- [What you should do]
Set out as a numbered list, with blank lines omitted, the lines of the listing from the line with "Practice. Put a pin on the red" up to and including the last line of the listing.

- [Data in this exercise]
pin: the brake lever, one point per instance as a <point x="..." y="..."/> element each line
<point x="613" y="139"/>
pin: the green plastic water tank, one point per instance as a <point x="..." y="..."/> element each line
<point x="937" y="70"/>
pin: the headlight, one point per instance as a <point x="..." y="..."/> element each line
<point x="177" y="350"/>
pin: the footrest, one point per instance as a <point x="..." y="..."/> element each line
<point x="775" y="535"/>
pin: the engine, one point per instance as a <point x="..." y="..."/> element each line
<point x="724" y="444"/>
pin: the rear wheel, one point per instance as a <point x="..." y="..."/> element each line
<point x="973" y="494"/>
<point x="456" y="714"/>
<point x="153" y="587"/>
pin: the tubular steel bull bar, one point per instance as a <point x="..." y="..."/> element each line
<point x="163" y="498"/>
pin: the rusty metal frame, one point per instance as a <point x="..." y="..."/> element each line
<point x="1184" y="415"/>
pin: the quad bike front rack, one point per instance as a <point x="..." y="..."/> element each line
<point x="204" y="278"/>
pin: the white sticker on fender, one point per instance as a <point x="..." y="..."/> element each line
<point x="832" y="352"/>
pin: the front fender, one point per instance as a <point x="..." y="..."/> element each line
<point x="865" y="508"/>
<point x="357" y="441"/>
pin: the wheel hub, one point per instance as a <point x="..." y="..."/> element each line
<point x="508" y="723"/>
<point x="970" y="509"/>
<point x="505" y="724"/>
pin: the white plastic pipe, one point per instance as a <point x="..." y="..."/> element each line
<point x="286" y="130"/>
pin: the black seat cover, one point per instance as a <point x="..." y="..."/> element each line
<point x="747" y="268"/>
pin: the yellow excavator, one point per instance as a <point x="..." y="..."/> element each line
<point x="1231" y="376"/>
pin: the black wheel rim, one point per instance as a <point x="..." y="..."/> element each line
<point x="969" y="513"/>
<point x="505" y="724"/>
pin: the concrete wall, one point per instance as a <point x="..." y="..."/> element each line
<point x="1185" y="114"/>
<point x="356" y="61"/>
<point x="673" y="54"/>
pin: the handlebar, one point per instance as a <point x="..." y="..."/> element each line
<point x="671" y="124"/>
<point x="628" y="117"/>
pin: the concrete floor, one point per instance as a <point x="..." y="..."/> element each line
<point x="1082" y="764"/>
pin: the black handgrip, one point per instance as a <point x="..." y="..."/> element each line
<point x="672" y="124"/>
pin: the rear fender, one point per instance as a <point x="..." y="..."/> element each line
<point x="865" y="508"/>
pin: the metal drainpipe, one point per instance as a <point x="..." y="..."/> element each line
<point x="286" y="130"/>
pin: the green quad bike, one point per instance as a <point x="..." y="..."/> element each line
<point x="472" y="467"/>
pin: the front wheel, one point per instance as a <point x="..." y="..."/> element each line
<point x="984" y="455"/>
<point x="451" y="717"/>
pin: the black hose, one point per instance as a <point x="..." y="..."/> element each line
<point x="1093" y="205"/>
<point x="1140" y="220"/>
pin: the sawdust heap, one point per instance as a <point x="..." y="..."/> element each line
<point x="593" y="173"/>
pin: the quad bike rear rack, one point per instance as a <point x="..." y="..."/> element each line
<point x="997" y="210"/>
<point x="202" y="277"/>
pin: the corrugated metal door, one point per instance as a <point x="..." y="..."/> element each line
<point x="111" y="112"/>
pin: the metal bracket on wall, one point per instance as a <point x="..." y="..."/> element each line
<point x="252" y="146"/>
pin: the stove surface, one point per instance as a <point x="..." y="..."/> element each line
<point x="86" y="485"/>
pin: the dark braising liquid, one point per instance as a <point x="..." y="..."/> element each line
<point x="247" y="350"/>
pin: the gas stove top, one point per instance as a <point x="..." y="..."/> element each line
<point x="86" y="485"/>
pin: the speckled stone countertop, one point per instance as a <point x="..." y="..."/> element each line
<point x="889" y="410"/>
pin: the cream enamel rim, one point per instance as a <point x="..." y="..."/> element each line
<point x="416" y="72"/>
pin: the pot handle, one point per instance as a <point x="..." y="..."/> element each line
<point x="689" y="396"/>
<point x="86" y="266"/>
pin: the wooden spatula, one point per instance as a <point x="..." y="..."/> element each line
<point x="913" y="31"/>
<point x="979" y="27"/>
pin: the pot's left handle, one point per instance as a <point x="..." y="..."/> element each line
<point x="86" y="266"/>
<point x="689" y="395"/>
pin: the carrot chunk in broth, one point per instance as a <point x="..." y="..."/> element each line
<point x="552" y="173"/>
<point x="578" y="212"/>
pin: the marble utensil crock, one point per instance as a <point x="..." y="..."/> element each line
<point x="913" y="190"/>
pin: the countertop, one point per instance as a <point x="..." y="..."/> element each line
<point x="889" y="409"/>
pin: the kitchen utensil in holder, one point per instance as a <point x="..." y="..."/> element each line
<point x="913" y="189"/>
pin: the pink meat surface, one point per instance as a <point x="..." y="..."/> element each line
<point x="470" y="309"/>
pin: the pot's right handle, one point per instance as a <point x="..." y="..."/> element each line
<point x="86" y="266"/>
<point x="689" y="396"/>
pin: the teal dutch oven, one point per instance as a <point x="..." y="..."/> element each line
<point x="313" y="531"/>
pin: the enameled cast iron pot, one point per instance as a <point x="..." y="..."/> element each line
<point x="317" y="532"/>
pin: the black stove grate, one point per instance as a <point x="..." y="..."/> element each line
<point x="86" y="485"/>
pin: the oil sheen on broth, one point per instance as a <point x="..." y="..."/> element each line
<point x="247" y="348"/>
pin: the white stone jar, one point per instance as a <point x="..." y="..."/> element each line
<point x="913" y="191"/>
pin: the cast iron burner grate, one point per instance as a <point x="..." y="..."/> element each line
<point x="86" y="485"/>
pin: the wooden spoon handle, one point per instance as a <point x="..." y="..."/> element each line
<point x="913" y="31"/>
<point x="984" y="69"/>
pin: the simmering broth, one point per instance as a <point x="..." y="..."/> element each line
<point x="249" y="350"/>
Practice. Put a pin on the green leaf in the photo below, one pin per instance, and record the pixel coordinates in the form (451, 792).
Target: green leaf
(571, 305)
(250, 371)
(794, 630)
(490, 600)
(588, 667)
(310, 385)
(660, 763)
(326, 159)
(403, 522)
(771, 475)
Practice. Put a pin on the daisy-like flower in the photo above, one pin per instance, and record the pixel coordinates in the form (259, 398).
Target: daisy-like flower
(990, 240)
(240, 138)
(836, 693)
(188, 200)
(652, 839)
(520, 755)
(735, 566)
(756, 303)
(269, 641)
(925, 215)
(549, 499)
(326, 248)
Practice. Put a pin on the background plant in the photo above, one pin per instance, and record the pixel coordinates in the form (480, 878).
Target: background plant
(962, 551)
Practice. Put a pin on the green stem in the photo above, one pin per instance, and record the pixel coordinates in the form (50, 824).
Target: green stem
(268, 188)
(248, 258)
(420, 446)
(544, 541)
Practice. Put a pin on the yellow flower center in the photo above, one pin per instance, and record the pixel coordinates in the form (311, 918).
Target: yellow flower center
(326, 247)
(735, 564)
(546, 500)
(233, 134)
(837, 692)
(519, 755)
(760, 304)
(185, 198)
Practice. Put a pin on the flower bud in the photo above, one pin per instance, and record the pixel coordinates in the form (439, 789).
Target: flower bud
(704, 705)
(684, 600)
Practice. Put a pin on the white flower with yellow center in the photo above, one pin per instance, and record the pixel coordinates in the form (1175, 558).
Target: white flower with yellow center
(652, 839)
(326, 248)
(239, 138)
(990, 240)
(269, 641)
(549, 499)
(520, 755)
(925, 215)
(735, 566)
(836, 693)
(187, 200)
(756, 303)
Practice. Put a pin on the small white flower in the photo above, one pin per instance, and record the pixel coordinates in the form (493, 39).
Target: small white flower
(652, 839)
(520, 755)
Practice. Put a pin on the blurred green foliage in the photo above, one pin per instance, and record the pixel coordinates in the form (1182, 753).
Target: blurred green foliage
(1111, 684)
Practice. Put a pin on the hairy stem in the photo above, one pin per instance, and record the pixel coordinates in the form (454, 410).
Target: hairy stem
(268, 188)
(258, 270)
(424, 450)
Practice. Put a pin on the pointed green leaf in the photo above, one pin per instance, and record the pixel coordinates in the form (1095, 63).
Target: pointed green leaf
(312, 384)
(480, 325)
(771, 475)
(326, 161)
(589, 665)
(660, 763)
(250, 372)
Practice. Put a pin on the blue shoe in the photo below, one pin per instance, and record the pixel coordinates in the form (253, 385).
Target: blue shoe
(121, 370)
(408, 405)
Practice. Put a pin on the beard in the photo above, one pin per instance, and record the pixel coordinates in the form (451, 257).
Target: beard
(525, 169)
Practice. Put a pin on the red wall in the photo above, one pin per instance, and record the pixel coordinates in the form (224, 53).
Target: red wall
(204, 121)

- [Response]
1. Practice. Put a pin on the red wall in the photo above, one pin per instance, and record the pixel coordinates in the form (224, 53).
2. Target: red wall
3. (204, 121)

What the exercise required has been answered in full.